━━━━━ Selected extract

Coriander Leaves - This pungent herb, also called "cilantro" and "Chinese parsley," is used in highly seasoned foods. Although it is purported to be one of the world's most popular herbs, Americans and Europeans find it to be an acquired taste.
Corn Syrup - This is a syrup derived from cornstarch. It comes in dark and light varieties. Light syrup has been clarified and decolorized. Dark syrup has a stronger flavor. Both are used for desserts, frostings, candies, jams, and jellies.
Cream of Tartar - A natural fruit acid in the form of a fine white powder derived from a crystalline deposit found inside wine barrels. Used as the acid in some baking sodas. Also used in frostings, candies, and as an egg white stabilizer.
Cress - Any of various plants belonging to the mustard family, especially the watercress, which has a pungent-tasting leaf. Used for salads and as a garnish.
Cumin - This spice is a member of the parsley family and dates back to the Old Testament. Also called "cumino." Its nutty-flavored seeds are used to make curries, chili powders, and Kümmel liqueur.
Dextrous Sugar - This type of sugar is produced from grape or corn sugar. Also called "grape sugar" or "corn sugar."
Dijon - Originally from Dijon, France, this pale variety of mustard is known for its sharp, clean flavor that can range from mild to hot. It is made from brown mustard seeds, white wine, unfermented grape juice and a variety of seasonings.
Dill - A hardy, aromatic herb that has been cultivated for thousands of years. Marketed in two forms: dill weed, which is the dried leaves; and dill seed, the dried seeds of the herb. Dill was a symbol of good luck for first-century Romans.

━━━━━━━━━━
━━━━━ Records

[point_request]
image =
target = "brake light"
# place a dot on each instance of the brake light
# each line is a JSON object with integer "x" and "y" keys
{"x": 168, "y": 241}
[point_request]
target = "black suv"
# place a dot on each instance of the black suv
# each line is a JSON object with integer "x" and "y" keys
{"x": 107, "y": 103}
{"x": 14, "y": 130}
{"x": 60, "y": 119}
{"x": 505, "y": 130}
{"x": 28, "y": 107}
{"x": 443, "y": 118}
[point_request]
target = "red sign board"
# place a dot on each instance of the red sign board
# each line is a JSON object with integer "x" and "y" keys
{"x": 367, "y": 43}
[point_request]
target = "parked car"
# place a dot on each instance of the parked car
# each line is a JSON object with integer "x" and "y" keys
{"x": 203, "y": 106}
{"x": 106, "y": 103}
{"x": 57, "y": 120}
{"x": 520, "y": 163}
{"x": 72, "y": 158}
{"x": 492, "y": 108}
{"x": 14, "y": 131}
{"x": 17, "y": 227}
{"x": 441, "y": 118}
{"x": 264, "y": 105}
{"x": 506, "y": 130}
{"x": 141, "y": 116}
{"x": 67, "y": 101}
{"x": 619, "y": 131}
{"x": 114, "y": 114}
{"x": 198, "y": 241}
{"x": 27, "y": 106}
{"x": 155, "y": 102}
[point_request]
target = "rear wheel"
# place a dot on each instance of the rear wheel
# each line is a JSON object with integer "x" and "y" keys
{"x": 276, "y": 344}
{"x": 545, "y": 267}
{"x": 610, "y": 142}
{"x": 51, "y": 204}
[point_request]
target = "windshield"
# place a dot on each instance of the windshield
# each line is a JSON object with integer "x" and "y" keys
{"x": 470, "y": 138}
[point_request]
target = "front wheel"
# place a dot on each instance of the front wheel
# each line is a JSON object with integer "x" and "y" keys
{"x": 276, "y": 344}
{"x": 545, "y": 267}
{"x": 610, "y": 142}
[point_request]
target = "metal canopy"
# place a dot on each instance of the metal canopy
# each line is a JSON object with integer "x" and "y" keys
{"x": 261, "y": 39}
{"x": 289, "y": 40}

━━━━━━━━━━

_Task to complete_.
Copy the glossary of cooking ingredients, from "Coriander Leaves" through "Dill," word for word.

_Result_.
Coriander Leaves - This pungent herb, also called "cilantro" and "Chinese parsley," is used in highly seasoned foods. Although it is purported to be one of the world's most popular herbs, Americans and Europeans find it to be an acquired taste.
Corn Syrup - This is a syrup derived from cornstarch. It comes in dark and light varieties. Light syrup has been clarified and decolorized. Dark syrup has a stronger flavor. Both are used for desserts, frostings, candies, jams, and jellies.
Cream of Tartar - A natural fruit acid in the form of a fine white powder derived from a crystalline deposit found inside wine barrels. Used as the acid in some baking sodas. Also used in frostings, candies, and as an egg white stabilizer.
Cress - Any of various plants belonging to the mustard family, especially the watercress, which has a pungent-tasting leaf. Used for salads and as a garnish.
Cumin - This spice is a member of the parsley family and dates back to the Old Testament. Also called "cumino." Its nutty-flavored seeds are used to make curries, chili powders, and Kümmel liqueur.
Dextrous Sugar - This type of sugar is produced from grape or corn sugar. Also called "grape sugar" or "corn sugar."
Dijon - Originally from Dijon, France, this pale variety of mustard is known for its sharp, clean flavor that can range from mild to hot. It is made from brown mustard seeds, white wine, unfermented grape juice and a variety of seasonings.
Dill - A hardy, aromatic herb that has been cultivated for thousands of years. Marketed in two forms: dill weed, which is the dried leaves; and dill seed, the dried seeds of the herb. Dill was a symbol of good luck for first-century Romans.